**Given task**
Copy out the rows below word for word, from the first one up to and including the line with "pixel 33 25".
begin Provided entries
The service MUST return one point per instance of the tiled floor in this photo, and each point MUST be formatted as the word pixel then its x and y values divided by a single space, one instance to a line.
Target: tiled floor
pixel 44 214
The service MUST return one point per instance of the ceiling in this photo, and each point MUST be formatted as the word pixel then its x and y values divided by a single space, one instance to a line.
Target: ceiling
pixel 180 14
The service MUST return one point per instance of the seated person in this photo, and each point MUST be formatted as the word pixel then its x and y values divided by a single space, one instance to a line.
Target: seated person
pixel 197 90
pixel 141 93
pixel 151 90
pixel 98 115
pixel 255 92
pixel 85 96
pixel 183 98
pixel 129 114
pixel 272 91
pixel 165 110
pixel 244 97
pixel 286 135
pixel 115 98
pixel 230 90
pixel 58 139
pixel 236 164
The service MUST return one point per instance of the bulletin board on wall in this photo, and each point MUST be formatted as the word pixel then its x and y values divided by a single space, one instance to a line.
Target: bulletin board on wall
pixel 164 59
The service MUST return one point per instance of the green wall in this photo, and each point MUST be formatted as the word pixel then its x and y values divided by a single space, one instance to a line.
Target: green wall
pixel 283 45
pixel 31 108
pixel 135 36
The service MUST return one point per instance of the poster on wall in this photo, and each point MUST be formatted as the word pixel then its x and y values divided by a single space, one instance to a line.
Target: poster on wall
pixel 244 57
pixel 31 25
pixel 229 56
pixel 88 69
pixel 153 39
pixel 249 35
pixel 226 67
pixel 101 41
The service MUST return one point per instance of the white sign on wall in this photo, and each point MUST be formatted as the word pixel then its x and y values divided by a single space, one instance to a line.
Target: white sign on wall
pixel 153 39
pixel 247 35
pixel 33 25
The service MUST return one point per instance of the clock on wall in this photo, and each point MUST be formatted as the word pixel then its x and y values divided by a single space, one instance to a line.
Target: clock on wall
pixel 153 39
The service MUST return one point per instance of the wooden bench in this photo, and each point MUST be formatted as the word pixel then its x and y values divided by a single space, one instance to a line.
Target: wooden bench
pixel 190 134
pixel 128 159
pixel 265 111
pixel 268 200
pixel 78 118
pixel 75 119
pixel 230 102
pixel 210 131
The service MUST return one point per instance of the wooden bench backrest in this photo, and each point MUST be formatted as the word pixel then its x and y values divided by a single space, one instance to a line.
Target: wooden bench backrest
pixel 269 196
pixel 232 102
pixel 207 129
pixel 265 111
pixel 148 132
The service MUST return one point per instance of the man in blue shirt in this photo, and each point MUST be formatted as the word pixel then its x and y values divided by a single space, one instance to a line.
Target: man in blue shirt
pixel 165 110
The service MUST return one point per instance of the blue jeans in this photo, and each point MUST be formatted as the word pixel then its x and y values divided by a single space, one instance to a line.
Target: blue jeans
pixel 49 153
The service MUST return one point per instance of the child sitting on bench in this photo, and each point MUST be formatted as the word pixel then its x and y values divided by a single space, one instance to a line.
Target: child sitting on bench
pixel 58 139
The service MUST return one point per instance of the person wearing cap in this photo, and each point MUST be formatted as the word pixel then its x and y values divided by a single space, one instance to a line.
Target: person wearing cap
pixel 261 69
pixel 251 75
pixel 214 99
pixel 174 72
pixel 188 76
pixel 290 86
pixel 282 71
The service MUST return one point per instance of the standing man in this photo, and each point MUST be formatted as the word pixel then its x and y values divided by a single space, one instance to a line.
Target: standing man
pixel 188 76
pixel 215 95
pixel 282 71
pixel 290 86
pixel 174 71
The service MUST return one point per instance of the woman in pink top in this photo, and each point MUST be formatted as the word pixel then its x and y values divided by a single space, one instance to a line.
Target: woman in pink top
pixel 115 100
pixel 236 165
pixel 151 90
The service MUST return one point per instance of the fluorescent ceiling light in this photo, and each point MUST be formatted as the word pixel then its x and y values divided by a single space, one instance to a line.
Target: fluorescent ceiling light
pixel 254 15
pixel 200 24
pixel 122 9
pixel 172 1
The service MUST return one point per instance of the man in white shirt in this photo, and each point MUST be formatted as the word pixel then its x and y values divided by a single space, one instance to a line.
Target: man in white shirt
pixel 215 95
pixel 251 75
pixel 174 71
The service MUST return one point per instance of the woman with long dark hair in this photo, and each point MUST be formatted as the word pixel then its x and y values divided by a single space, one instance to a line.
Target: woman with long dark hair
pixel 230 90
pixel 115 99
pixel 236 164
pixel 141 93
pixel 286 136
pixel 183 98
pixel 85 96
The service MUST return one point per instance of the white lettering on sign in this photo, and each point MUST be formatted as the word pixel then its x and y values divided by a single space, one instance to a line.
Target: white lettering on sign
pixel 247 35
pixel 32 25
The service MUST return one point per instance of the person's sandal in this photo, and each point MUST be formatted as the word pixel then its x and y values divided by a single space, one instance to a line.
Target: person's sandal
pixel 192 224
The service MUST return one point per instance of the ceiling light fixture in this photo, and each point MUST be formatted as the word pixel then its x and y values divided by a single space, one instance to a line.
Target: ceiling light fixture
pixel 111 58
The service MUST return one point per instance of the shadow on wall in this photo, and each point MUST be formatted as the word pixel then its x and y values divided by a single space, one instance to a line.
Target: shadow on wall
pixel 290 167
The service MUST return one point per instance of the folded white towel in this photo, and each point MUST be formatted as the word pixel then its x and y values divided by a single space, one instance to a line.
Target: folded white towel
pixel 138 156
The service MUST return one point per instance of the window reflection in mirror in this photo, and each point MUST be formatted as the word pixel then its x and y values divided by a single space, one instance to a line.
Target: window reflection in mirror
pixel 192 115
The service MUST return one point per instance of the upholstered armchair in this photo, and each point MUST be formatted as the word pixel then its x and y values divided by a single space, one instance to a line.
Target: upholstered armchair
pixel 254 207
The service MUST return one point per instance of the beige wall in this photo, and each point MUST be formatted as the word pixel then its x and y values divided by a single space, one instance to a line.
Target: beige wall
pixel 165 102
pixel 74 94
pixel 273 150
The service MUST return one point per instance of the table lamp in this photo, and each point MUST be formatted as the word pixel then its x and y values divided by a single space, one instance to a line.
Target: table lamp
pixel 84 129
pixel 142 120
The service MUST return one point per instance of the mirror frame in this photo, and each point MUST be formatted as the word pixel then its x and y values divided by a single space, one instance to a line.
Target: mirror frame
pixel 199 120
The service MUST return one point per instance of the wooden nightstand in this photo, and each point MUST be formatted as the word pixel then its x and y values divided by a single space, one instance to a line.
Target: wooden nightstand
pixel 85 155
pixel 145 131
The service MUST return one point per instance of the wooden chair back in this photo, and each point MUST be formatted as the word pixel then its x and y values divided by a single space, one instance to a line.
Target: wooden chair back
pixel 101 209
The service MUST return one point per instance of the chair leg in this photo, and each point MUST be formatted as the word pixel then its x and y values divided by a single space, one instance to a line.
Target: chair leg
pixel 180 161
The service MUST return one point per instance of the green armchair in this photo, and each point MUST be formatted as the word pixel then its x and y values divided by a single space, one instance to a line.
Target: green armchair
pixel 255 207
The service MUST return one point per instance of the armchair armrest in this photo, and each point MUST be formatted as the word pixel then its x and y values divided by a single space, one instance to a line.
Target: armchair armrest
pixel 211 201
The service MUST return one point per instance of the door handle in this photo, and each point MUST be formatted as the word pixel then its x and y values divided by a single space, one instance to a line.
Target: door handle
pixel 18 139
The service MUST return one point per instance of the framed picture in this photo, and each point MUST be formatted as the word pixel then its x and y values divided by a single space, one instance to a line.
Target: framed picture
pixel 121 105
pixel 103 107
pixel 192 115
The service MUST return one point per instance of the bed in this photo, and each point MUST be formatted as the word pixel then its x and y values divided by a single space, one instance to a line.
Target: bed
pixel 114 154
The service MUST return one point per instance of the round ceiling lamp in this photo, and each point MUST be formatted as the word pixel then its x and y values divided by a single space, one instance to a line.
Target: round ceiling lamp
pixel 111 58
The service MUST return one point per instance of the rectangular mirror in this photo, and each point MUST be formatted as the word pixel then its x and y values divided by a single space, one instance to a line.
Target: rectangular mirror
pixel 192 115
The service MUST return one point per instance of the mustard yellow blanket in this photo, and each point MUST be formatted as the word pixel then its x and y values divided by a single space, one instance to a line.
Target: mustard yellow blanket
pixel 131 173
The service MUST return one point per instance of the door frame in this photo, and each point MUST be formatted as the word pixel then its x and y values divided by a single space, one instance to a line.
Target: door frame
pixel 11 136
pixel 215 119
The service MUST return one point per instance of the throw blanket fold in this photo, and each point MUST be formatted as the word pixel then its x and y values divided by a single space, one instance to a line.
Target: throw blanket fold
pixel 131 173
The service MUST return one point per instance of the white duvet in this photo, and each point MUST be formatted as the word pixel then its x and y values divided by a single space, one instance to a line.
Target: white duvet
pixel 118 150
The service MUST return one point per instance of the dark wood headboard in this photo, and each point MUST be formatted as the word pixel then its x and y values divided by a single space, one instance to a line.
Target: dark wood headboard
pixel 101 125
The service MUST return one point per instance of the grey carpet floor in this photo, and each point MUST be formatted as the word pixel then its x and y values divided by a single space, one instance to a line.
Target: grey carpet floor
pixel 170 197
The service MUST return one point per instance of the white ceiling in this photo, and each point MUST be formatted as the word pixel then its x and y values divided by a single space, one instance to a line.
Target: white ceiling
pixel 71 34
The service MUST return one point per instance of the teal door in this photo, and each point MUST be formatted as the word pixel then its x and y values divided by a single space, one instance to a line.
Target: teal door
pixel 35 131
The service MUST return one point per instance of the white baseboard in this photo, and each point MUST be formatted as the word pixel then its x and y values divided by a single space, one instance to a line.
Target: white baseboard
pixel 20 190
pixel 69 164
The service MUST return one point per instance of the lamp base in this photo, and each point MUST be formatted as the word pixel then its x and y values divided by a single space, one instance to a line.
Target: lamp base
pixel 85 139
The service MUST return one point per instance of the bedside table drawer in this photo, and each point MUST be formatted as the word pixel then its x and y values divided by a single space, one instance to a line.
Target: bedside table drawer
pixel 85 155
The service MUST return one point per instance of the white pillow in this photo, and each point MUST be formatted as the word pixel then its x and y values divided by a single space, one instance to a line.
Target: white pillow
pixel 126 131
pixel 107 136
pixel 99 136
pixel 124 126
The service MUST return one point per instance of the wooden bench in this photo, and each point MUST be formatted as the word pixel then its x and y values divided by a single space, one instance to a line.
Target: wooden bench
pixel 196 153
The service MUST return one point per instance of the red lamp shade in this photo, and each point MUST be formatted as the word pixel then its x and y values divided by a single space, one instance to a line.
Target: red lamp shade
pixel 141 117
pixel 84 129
end Provided entries
**Exercise output**
The service MUST return one point per instance of the tiled floor in this photo, and each point MUST be formatted as the word pixel then its x and y values divided by a single space, one instance to a line.
Target: tiled floor
pixel 44 214
The service MUST return one point per instance of the ceiling in this photo, and each point MUST be formatted as the word pixel then its x and y values divided by a single space, one instance to a line.
Target: ceiling
pixel 180 14
The service MUST return one point per instance of the seated person in this photo, and each point MUST be formatted as the word pixel then its x and y values divided by a single space, one instance to a line.
Target: seated person
pixel 197 90
pixel 141 93
pixel 151 90
pixel 98 115
pixel 255 92
pixel 85 96
pixel 183 98
pixel 129 114
pixel 272 91
pixel 165 110
pixel 244 97
pixel 286 135
pixel 115 98
pixel 230 90
pixel 58 139
pixel 236 164
The service MUST return one point per instance of the bulletin board on wall in this photo, and each point MUST be formatted as the word pixel then its x and y values divided by a single space, one instance to a line.
Target: bulletin board on wall
pixel 164 59
The service MUST return one point per instance of the green wall in this photo, and each point MUST be formatted as the word pixel then its x and y values divided by a single space, one instance to a line.
Target: green wall
pixel 283 45
pixel 31 108
pixel 135 36
The service MUST return one point per instance of the poster on wall in this photo, and each point MUST be formatted as the word pixel then its x and y values divided by a single space, one instance to a line.
Target: poster on wall
pixel 244 57
pixel 31 25
pixel 229 56
pixel 88 69
pixel 153 39
pixel 249 35
pixel 226 67
pixel 101 41
The service MUST return one point per instance of the white sign on wall in this photo, and each point MUST be formatted as the word pixel then its x and y values divided by a single space, one instance to a line.
Target: white sign on wall
pixel 153 39
pixel 247 35
pixel 33 25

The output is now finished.